## EXERCISE REQUIREMENTS
Write down exactly the lines of the records below, beginning with the first and ending with the line that includes "Task: Where can the dining".
(RECORDS SUPPLIED)
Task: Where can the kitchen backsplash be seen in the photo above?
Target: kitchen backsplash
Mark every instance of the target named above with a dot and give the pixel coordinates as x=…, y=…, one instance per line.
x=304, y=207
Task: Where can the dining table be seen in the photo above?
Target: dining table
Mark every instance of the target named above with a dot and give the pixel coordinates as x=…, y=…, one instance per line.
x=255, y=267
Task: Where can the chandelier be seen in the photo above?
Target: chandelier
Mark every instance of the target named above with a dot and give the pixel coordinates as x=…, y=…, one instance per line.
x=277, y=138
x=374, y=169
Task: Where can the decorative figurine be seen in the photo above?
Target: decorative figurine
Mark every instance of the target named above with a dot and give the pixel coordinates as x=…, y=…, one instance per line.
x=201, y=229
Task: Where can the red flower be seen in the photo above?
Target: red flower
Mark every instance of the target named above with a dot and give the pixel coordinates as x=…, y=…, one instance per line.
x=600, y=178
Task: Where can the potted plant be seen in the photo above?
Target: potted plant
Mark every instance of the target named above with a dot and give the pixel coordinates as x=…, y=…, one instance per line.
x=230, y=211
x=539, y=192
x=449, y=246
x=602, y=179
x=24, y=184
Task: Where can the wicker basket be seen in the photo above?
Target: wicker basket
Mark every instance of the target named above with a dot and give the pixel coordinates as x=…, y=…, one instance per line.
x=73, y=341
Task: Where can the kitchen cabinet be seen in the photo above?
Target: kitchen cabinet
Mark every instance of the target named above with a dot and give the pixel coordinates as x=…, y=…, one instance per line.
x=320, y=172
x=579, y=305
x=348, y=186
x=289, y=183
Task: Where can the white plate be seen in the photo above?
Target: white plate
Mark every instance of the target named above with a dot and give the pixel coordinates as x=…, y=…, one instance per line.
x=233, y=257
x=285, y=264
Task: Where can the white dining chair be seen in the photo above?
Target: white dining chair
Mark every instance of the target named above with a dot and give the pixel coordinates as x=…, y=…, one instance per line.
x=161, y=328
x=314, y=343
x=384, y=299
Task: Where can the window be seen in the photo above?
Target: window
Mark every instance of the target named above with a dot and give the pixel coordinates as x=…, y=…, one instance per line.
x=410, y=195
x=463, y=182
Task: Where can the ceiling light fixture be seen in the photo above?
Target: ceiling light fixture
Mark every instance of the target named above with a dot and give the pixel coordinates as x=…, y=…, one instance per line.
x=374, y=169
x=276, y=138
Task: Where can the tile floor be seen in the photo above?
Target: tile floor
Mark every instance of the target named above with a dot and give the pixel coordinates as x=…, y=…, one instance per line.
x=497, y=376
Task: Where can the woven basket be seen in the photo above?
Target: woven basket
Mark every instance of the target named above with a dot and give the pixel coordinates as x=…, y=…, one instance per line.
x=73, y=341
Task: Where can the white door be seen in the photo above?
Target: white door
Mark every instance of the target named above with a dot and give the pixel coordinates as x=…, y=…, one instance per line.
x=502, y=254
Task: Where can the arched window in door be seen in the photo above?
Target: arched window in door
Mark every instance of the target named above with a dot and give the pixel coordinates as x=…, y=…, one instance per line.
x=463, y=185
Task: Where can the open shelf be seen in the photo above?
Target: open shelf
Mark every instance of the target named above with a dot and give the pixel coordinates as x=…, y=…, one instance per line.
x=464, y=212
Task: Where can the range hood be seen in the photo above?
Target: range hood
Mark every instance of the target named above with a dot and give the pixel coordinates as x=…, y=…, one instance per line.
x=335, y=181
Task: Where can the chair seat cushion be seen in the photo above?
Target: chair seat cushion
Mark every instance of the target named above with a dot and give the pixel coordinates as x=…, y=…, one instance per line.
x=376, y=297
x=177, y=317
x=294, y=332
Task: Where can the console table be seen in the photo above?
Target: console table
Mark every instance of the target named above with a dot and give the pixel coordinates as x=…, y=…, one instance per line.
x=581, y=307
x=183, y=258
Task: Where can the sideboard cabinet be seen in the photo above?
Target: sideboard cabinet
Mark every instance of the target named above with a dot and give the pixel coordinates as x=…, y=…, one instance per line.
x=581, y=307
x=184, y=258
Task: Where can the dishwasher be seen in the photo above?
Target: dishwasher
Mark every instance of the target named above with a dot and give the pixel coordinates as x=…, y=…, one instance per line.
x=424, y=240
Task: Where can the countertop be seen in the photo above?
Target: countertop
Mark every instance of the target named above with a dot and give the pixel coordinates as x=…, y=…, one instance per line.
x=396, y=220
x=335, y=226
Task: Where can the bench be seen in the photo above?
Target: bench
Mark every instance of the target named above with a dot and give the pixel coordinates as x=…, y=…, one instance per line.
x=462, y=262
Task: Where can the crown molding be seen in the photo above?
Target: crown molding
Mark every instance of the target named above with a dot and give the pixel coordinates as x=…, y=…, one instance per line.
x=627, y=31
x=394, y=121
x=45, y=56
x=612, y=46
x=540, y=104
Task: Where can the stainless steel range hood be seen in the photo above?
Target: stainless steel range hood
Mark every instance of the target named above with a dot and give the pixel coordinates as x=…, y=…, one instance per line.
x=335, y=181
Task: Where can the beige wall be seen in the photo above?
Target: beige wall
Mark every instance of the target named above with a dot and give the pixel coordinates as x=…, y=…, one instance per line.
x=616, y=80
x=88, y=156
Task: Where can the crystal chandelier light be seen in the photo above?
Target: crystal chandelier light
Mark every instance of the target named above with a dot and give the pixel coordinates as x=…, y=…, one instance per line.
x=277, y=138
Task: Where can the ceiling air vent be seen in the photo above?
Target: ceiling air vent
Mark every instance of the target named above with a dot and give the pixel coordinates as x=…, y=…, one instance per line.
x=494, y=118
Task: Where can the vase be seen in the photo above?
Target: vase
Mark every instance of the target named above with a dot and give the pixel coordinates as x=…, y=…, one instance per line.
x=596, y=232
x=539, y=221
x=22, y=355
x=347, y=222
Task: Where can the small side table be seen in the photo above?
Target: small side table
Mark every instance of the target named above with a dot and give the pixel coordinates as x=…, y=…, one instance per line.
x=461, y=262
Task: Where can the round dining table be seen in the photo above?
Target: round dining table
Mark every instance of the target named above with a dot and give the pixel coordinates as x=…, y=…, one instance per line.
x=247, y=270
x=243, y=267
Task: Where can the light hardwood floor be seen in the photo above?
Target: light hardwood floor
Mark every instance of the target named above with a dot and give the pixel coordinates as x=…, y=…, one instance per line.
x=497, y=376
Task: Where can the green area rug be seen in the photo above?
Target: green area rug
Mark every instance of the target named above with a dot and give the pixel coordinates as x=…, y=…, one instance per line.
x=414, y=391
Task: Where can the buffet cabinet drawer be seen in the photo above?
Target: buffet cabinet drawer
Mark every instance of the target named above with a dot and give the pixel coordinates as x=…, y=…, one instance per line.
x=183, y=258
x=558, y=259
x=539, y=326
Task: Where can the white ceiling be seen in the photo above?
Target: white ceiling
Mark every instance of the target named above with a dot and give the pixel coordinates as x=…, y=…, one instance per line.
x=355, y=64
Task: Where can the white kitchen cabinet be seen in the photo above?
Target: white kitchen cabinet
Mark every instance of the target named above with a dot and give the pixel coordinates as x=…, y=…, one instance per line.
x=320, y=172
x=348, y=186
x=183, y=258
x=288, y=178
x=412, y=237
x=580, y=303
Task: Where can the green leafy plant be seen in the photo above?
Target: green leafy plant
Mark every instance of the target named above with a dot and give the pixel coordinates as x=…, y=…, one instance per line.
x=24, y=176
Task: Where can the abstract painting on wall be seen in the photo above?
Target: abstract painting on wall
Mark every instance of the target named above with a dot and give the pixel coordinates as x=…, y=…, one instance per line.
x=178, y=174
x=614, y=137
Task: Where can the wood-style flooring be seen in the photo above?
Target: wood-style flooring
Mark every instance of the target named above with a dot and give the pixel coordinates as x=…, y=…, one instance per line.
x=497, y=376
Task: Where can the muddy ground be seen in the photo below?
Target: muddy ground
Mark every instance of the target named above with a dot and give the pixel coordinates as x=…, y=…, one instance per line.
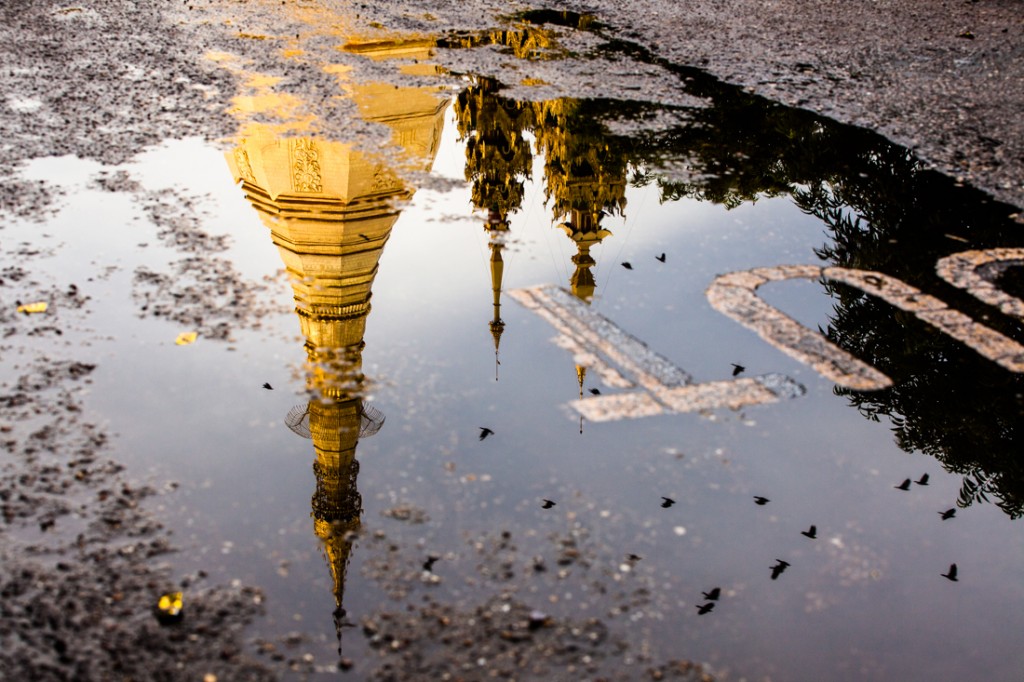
x=84, y=562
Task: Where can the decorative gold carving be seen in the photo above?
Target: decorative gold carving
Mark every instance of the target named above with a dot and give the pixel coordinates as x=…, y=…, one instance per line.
x=245, y=168
x=305, y=166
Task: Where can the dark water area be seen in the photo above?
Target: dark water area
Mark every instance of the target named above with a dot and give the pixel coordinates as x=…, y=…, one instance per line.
x=546, y=269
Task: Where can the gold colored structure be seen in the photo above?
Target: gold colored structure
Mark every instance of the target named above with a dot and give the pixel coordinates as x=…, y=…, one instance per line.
x=330, y=209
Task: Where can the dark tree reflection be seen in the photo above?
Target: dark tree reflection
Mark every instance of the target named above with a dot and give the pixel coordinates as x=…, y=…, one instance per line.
x=882, y=211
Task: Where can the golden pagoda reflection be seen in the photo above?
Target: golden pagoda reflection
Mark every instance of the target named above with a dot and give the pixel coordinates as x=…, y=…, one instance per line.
x=330, y=209
x=499, y=160
x=585, y=179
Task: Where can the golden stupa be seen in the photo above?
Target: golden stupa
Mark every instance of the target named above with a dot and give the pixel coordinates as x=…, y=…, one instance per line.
x=330, y=208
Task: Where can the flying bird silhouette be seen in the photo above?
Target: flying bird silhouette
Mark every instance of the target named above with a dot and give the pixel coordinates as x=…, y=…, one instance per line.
x=777, y=569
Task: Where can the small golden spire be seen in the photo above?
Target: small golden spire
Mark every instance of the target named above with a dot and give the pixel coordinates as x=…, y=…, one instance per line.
x=497, y=226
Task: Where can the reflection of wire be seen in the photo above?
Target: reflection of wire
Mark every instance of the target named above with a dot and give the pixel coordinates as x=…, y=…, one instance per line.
x=371, y=420
x=629, y=224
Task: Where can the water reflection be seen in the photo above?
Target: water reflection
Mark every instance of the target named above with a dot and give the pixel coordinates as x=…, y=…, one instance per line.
x=883, y=212
x=330, y=209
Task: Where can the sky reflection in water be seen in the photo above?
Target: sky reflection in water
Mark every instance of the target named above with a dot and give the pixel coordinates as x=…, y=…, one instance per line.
x=765, y=186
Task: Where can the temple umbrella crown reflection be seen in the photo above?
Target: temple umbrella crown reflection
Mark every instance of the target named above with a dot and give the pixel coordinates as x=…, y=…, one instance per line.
x=498, y=163
x=330, y=209
x=585, y=179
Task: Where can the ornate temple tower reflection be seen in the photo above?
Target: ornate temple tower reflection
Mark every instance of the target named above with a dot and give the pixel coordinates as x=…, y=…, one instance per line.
x=330, y=209
x=498, y=162
x=585, y=179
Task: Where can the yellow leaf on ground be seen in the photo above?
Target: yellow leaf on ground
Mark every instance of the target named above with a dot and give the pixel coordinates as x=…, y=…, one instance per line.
x=39, y=306
x=185, y=338
x=170, y=603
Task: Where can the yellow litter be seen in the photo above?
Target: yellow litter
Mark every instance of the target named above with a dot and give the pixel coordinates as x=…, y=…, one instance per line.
x=185, y=338
x=39, y=306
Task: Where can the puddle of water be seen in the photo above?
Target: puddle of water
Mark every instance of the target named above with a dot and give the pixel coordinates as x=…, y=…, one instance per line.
x=371, y=432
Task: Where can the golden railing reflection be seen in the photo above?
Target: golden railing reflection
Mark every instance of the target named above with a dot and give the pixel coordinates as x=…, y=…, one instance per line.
x=330, y=209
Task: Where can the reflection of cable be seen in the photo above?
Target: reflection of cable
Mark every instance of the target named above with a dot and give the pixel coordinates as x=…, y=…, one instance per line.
x=628, y=224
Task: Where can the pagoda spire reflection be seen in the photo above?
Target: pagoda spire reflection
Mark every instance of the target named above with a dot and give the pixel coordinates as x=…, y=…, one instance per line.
x=330, y=209
x=499, y=160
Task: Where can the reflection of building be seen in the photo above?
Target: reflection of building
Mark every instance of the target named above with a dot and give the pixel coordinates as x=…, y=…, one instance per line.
x=498, y=163
x=584, y=176
x=330, y=209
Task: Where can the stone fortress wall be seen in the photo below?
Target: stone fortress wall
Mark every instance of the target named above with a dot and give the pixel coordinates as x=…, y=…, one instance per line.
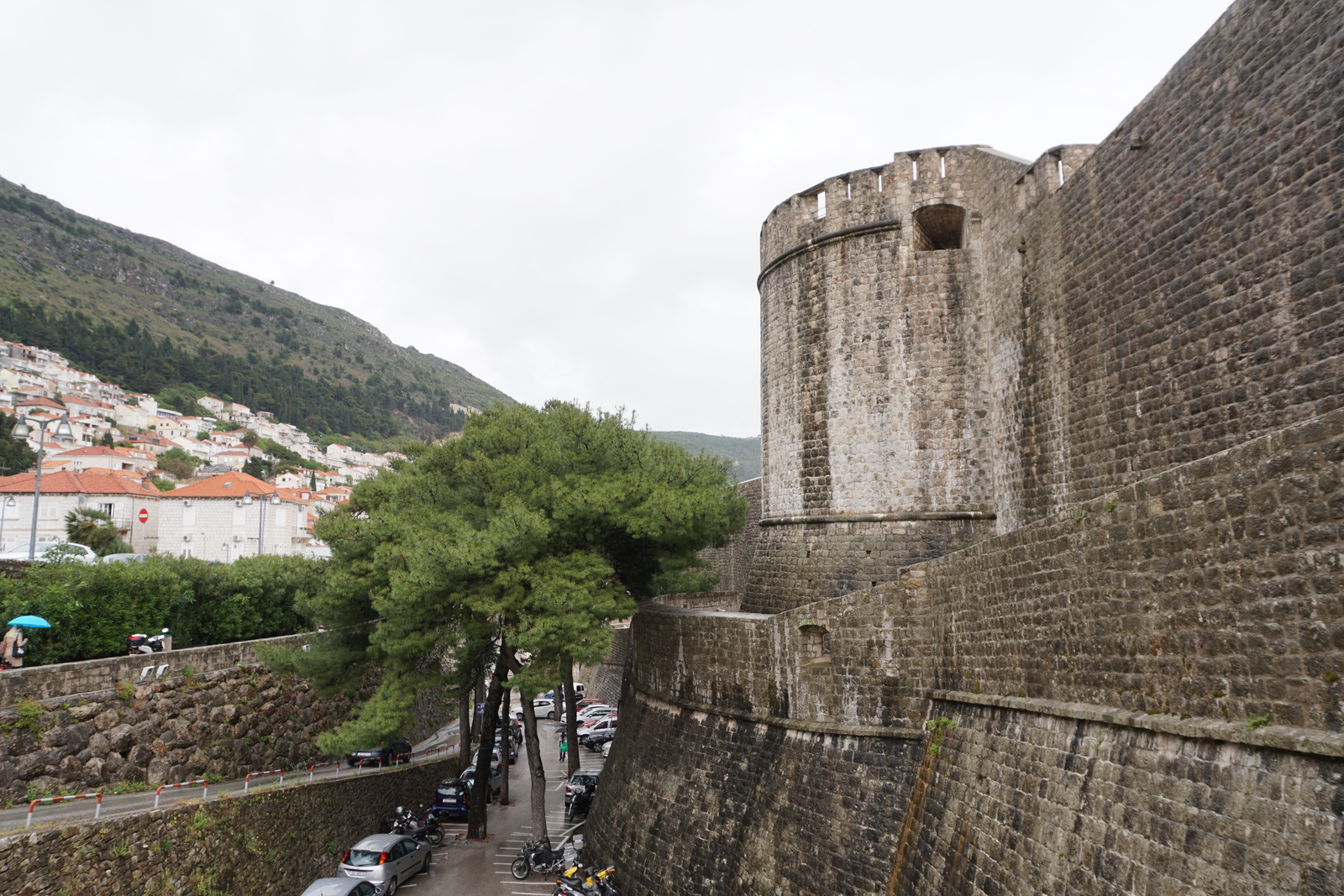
(End RECORDS SUPPLIED)
## EXERCISE RESULT
Task: Where can the kitchen backsplash be seen in the photo above?
Target: kitchen backsplash
Mark every instance of the target named above with a dot and give the pixel coordinates as x=…, y=…, one instance per line.
x=304, y=207
Task: Where can the dining table be seen in the photo above?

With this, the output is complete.